Records supplied:
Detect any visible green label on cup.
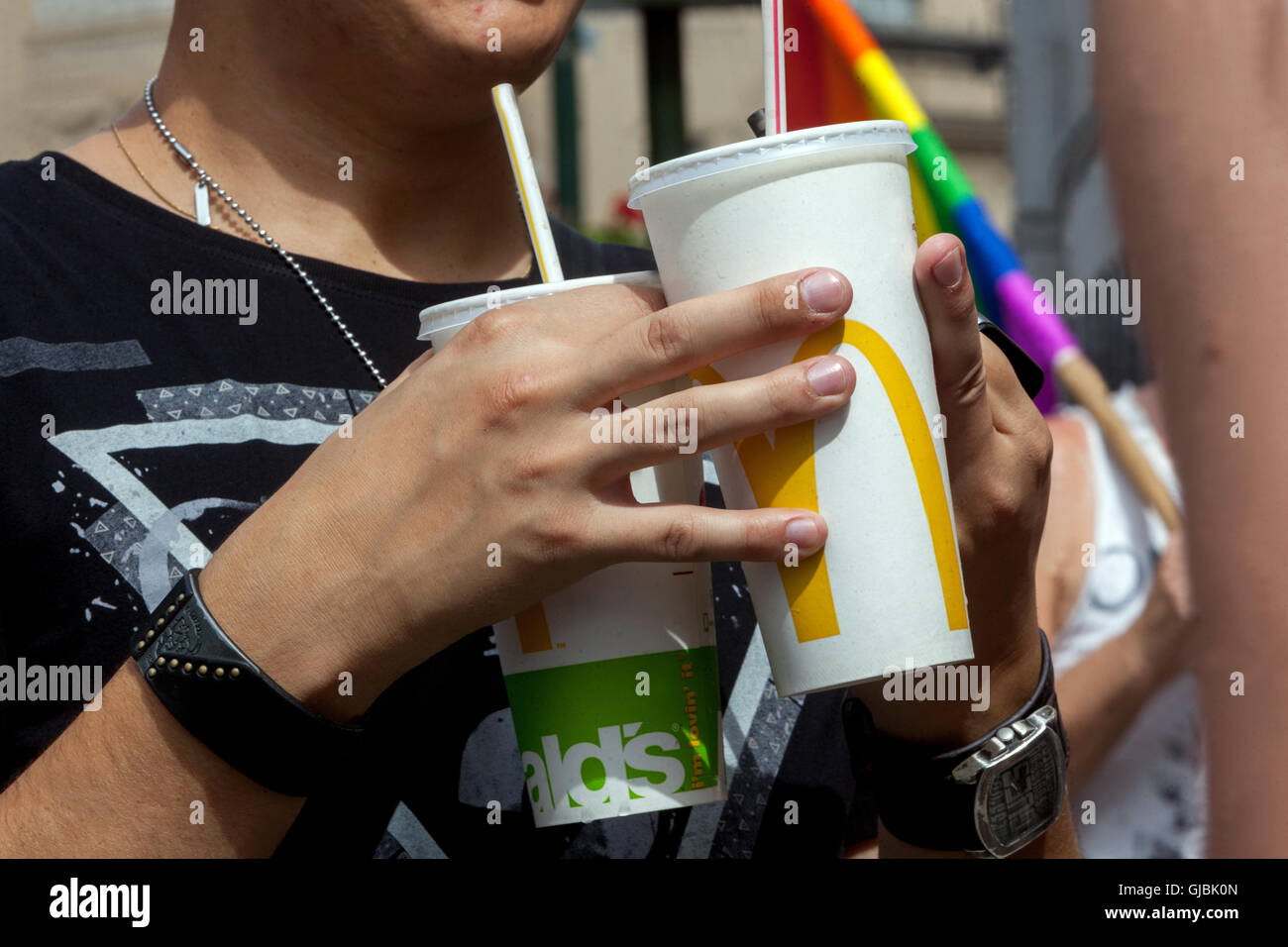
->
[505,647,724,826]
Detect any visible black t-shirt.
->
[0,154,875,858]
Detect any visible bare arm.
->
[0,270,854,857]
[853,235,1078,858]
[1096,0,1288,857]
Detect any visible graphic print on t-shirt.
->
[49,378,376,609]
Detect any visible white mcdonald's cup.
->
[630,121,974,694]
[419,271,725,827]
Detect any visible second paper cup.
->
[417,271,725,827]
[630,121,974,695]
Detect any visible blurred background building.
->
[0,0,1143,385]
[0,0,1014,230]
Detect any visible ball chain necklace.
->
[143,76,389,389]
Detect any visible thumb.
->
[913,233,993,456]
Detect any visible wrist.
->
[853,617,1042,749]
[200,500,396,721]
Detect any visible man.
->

What this task involves:
Rewrite all the records with every "t-shirt" changed to "tee" and everything else kept the same. Leave out the pictures.

Output:
Detect any visible green label on cup.
->
[505,647,724,826]
Detect any visible black tee.
->
[0,154,875,858]
Detect any visible bare arm.
->
[0,270,854,857]
[853,235,1078,858]
[1096,0,1288,857]
Detect any visible graphic print on tee.
->
[49,378,376,609]
Detect any visible white mcdonald's cup.
->
[630,121,974,694]
[419,271,725,827]
Detect any visible second paper cup.
->
[417,271,725,827]
[630,121,974,695]
Detect any visible blurred background building.
->
[0,0,1143,385]
[0,0,1014,230]
Detect any visible ball chain necklace.
->
[143,76,389,389]
Detect any visible thumb.
->
[913,233,993,456]
Detect any visible wrist.
->
[853,617,1042,749]
[200,500,396,721]
Detect any visible man.
->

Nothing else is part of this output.